» **Problem requirements**
Please format the listing below as a two-column Markdown table headed Row and Line, from the line containing "One marker for each instance of the woman's outstretched" through the listing's last line. Number each line in the Row column and leave out any blank lines.

[Location identification listing]
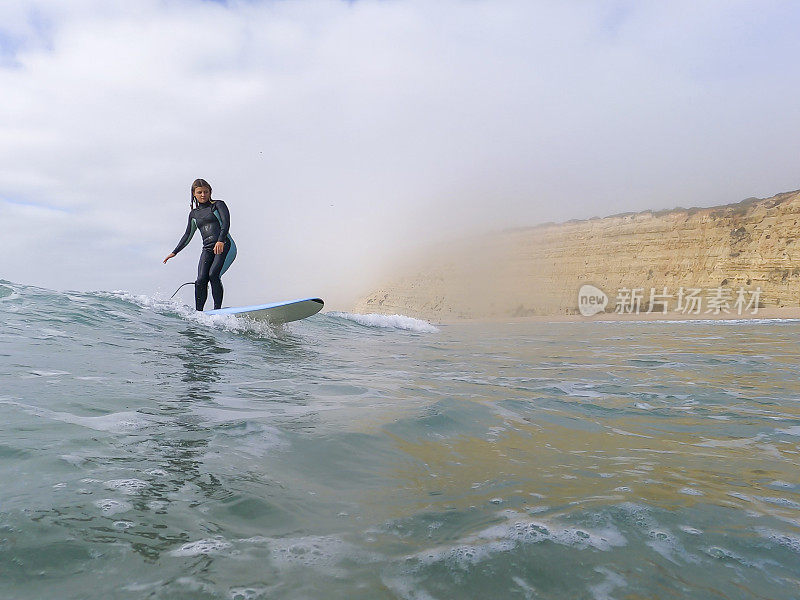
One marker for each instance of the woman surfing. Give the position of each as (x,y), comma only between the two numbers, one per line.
(213,220)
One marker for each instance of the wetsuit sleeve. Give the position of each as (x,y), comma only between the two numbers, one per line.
(224,220)
(191,227)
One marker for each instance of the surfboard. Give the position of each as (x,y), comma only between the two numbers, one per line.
(277,312)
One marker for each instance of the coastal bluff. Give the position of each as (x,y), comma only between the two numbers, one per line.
(537,271)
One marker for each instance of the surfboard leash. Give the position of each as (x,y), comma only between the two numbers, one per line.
(179,288)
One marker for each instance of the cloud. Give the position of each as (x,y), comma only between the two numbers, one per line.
(343,134)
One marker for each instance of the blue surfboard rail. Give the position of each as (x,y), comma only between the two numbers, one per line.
(235,310)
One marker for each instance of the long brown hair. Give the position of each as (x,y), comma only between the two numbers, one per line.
(196,184)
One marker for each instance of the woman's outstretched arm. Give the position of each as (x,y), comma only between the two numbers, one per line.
(191,227)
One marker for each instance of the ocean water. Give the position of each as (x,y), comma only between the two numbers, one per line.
(150,452)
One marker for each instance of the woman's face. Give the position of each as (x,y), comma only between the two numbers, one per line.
(202,194)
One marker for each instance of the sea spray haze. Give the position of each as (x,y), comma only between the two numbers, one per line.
(150,451)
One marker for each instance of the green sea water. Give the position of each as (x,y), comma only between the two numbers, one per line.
(150,452)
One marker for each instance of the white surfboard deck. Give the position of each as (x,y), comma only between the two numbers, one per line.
(277,312)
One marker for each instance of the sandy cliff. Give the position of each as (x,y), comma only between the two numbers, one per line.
(539,270)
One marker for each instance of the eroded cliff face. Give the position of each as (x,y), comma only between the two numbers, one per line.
(539,270)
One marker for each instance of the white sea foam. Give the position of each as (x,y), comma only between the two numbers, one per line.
(387,321)
(519,529)
(120,422)
(215,546)
(109,506)
(126,486)
(172,306)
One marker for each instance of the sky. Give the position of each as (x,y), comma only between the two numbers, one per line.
(344,136)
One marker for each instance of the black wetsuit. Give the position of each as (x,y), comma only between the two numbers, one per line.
(213,220)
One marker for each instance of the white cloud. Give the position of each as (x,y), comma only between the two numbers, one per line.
(341,132)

» **Response to the task**
| Row | Line |
|---|---|
| 1 | One marker for each instance of the woman's outstretched arm. Give the position of each as (x,y), comma only between the two numbers, one per line. |
| 2 | (191,227) |
| 3 | One marker for each instance of the ocean water. Give the position of each as (x,y), comma only between the two numbers, one per line. |
| 4 | (150,452) |
| 5 | One marker for each instance of the woman's face. Give the position of each as (x,y), comma only between the two numbers, one per line. |
| 6 | (202,194) |
| 7 | One marker for each instance of the sea spray haze. Give the position of each as (x,y), comma only between the two numbers, one per line. |
| 8 | (150,451) |
| 9 | One marker for each instance of the green sea water. Give the position of each as (x,y), comma only between the two numbers, one per line. |
| 10 | (150,452) |
| 11 | One marker for each instance of the white surfboard deck. Give the position of each as (x,y), comma only between the two numbers, one per line. |
| 12 | (277,312) |
| 13 | One marker for each instance of the sandy cliff. Give the position of each as (x,y), comma only between the two numbers, one per line. |
| 14 | (539,270) |
| 15 | One marker for each instance of the eroded cliff face. Give the position of each as (x,y), comma only between the two numbers, one per line. |
| 16 | (539,270) |
| 17 | One marker for each instance of the white sea foam. Give the position of each as (x,y), comma only between the two numbers, one per line. |
| 18 | (387,321) |
| 19 | (519,529) |
| 20 | (120,422) |
| 21 | (215,546) |
| 22 | (109,506) |
| 23 | (126,486) |
| 24 | (172,306) |
| 25 | One marker for each instance of the sky. Give the position of each as (x,y), comma only between the two numbers, one per line. |
| 26 | (344,136) |
| 27 | One marker for each instance of the black wetsuit. Give the position of each as (x,y), comma only between the two numbers, one per line. |
| 28 | (213,220) |
| 29 | One marker for each instance of the white cloud. Give the position of each as (x,y), comma only between the two numbers, one per line. |
| 30 | (341,132) |